Description of the task: Gather every line in the rows below that contains the string "tray" and copy each one in full. Case counts when matching.

Data excerpts:
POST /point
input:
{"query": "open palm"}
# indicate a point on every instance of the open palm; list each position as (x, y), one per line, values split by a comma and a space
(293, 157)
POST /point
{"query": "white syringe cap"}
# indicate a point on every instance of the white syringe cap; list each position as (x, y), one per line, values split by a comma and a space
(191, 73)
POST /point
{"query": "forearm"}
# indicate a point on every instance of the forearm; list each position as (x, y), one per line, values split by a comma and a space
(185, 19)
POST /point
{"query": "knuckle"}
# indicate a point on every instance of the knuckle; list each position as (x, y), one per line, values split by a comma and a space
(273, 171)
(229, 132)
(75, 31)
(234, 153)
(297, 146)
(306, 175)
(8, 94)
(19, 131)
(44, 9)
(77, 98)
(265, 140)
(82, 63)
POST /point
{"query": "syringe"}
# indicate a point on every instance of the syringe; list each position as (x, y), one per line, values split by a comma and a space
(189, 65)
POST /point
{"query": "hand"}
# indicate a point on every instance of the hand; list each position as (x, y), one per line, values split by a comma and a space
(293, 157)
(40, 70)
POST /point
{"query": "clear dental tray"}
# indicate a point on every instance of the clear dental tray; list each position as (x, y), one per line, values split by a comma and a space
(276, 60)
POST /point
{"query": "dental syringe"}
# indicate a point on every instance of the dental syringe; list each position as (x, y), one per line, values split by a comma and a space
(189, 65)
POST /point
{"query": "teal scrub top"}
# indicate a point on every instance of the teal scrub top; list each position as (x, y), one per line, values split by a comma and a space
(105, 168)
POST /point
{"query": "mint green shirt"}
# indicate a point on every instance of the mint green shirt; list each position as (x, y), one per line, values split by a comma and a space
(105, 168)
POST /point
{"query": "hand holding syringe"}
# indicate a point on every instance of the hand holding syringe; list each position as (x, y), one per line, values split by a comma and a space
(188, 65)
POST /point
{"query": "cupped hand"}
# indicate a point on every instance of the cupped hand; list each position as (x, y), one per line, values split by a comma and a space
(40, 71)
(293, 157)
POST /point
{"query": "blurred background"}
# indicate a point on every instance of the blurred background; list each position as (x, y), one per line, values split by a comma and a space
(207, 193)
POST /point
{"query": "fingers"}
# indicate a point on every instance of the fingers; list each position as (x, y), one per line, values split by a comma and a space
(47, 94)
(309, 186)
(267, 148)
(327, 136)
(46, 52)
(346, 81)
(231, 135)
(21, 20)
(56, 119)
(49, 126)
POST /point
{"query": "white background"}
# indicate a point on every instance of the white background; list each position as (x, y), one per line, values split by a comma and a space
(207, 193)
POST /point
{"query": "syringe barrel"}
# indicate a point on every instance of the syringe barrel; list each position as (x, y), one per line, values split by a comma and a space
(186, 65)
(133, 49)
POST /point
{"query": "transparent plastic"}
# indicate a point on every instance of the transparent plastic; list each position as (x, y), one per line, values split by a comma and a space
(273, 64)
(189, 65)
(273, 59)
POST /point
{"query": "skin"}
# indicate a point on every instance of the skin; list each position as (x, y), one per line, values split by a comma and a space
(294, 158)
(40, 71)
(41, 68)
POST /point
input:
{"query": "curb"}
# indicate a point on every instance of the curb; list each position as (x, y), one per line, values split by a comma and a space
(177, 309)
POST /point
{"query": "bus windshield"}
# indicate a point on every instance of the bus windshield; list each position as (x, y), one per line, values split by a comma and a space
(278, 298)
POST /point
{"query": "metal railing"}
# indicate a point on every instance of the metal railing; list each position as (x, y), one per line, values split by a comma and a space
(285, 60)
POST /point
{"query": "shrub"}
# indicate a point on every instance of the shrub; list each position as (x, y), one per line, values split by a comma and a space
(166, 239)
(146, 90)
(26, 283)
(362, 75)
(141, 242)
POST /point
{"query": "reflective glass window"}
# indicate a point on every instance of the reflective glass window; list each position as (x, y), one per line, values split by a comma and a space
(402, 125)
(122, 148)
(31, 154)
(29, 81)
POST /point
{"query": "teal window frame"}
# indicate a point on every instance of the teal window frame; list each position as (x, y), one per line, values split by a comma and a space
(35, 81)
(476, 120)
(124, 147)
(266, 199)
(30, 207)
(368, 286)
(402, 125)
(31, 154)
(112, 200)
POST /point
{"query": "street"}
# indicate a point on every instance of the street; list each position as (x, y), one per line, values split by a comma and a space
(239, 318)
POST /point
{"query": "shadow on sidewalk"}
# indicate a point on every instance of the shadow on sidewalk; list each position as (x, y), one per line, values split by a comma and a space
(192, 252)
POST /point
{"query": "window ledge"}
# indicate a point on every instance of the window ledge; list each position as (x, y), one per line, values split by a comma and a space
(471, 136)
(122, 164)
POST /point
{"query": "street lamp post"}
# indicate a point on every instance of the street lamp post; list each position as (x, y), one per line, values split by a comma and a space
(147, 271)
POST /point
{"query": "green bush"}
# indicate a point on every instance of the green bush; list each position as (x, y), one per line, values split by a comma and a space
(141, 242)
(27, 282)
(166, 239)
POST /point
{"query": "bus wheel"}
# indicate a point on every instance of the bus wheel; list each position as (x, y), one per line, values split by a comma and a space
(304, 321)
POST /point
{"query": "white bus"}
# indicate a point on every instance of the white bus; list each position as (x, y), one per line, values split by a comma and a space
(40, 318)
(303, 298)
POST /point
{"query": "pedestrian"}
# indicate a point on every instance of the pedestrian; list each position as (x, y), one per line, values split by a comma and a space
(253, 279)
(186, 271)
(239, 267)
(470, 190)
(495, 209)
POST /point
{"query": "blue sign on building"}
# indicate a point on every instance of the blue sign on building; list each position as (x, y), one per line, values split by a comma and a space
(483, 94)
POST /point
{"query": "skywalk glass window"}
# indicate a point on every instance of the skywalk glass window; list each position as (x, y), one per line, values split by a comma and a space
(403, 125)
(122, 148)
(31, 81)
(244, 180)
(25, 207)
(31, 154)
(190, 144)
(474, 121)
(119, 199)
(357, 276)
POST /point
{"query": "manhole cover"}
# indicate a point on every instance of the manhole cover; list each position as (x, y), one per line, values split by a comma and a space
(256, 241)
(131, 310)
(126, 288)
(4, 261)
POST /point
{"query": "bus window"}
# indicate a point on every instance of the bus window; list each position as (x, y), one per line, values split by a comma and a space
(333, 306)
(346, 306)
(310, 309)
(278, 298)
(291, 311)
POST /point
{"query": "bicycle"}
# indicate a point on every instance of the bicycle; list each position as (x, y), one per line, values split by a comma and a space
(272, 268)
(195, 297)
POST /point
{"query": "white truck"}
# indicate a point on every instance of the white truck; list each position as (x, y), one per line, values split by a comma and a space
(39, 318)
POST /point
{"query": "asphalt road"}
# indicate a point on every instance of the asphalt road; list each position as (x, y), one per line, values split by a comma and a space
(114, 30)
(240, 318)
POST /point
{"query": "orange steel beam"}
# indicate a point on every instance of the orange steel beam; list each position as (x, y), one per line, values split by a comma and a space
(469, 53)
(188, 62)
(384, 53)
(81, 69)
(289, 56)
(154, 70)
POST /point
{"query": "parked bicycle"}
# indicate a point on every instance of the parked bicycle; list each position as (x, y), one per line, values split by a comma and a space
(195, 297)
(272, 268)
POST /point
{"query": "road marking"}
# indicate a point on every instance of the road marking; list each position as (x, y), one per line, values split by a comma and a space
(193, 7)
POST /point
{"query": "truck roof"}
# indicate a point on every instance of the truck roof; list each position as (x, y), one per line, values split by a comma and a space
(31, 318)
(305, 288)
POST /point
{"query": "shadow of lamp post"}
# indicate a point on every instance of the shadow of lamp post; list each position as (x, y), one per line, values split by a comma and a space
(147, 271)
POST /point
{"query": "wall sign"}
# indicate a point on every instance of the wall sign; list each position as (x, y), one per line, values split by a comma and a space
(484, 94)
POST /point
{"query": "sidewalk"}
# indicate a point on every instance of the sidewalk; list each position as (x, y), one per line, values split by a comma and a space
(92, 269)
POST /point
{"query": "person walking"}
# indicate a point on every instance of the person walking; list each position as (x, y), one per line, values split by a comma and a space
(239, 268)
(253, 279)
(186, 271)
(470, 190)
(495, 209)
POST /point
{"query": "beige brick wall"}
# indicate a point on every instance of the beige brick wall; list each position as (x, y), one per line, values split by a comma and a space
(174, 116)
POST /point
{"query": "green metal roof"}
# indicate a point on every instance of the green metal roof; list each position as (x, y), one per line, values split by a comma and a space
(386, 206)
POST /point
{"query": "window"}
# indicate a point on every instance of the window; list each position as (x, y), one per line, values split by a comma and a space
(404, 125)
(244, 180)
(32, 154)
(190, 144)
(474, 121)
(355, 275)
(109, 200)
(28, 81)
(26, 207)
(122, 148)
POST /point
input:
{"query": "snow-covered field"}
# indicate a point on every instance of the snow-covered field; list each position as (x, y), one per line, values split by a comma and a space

The solution:
{"query": "clear dental tray"}
# indicate a point on every instance of the clear dental tray; list each position as (x, y), one per line, values split by a comma and a space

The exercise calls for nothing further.